Ejercicios propuestos
a. Responde sí o no a cada afirmación según el texto sobre La fiesta del chivo y cita las palabras exactas que lo deciden: (i) Mario Vargas Llosa nació el 28 de marzo de 1936; (ii) Trujillo gobernó República Dominicana durante 21 años; (iii) la novela narra el retorno de una mujer a República Dominicana en la década de 1980.
b. Transcribe del texto sobre La fiesta del chivo el fragmento que se abre con las palabras «Esta novela relata» y se cierra con «por 31 años.».

El 28 de marzo de 1936 nació Mario Vargas Llosa. Aquí celebramos no al opinador de política sino al escribidor, hojeando una de sus obras de madurez narrativa.
La fiesta del chivo es un poderoso relato histórico, un derroche de maestría narrativa. El autor exhibe una gran capacidad para rastrear detalles, un claro dominio del oficio de contar y una extraordinaria habilidad para mezclar diversos géneros.
Esta novela relata en paralelo el retorno de una mujer a República Dominicana en la década de 1990; las circunstancias que provocaron su destierro, en la pubertad; y los hechos del 30 de mayo de 1961, último día en la vida de Leónidas Rafael Trujillo, el dictador que gobernó ese país por 31 años.

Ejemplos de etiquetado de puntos

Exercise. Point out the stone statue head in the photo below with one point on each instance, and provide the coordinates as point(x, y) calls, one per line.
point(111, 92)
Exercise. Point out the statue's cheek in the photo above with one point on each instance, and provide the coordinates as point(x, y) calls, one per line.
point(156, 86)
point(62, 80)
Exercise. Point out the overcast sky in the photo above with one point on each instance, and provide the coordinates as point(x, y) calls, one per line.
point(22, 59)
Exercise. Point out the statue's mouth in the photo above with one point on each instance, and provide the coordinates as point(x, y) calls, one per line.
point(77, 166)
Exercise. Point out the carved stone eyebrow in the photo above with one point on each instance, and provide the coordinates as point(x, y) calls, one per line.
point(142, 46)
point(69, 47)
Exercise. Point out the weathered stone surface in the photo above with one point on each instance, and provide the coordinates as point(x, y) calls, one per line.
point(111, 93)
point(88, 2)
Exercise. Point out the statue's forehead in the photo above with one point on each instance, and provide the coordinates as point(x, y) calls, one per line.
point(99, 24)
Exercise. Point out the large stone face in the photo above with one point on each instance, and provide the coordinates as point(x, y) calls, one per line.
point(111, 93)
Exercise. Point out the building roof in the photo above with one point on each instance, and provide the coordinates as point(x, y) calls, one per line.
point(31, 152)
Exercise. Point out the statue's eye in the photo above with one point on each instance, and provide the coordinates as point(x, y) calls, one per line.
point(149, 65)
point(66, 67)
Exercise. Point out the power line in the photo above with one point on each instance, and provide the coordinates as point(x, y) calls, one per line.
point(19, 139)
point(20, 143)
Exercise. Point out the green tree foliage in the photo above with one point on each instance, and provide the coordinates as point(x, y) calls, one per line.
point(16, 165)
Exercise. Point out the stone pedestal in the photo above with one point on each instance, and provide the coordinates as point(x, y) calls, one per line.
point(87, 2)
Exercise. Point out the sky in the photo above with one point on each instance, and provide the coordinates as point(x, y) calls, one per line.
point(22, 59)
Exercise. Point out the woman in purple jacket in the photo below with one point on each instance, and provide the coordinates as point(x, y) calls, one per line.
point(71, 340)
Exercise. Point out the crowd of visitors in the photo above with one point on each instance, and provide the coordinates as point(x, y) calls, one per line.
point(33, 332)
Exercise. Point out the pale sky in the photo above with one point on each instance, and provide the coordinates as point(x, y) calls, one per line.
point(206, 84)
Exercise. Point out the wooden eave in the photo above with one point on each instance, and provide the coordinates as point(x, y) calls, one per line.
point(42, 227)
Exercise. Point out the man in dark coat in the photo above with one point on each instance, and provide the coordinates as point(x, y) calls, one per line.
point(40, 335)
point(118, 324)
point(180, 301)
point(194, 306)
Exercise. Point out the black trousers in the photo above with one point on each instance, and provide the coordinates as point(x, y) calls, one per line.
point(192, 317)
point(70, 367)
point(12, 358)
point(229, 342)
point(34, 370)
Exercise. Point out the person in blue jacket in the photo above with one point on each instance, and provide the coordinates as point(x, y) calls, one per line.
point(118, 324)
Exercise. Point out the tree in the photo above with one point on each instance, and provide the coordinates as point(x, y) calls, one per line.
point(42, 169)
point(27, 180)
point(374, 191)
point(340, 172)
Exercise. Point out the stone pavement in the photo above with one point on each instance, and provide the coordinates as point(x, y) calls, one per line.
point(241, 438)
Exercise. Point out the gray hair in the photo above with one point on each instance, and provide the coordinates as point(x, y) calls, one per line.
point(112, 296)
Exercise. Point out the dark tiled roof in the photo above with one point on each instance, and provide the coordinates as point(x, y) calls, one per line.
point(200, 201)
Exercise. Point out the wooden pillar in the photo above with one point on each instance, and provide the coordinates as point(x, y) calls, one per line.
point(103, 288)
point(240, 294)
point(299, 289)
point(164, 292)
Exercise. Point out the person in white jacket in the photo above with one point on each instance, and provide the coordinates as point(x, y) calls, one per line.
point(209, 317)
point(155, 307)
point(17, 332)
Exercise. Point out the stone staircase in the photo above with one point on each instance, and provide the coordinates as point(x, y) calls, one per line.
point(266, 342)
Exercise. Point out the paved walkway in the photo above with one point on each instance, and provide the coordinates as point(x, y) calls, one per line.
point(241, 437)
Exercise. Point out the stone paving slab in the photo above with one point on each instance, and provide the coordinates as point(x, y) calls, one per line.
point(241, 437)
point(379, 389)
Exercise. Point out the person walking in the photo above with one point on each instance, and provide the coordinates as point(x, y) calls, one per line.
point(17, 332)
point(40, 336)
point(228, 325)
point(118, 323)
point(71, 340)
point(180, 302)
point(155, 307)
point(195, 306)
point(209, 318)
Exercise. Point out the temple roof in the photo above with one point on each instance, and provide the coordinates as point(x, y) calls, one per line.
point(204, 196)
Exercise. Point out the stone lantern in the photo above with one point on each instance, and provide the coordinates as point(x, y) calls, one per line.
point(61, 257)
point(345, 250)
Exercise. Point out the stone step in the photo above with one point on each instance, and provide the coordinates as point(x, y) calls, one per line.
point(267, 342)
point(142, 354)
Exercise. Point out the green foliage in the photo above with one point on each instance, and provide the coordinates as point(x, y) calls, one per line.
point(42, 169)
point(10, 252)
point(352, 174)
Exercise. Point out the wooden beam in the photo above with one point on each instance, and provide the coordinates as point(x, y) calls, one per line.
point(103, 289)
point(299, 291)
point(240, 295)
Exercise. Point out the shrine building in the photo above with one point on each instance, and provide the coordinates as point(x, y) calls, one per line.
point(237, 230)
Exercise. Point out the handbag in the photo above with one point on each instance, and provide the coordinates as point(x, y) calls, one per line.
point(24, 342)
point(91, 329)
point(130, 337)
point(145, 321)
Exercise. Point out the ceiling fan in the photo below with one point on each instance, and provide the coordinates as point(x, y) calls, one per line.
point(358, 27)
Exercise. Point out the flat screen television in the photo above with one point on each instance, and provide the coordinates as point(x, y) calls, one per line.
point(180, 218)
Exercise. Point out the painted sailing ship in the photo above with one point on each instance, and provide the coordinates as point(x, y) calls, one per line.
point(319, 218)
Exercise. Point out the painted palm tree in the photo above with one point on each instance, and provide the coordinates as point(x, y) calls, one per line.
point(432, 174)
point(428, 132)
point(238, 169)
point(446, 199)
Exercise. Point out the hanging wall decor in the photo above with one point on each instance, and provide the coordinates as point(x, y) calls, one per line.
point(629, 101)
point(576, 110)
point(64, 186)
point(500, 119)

Respuestas por ejercicio
a.
(i) Sí: «El 28 de marzo de 1936 nació Mario Vargas Llosa».
(ii) No: «el dictador que gobernó ese país por 31 años».
(iii) No: «el retorno de una mujer a República Dominicana en la década de 1990».

b.
Esta novela relata en paralelo el retorno de una mujer a República Dominicana en la década de 1990; las circunstancias que provocaron su destierro, en la pubertad; y los hechos del 30 de mayo de 1961, último día en la vida de Leónidas Rafael Trujillo, el dictador que gobernó ese país por 31 años.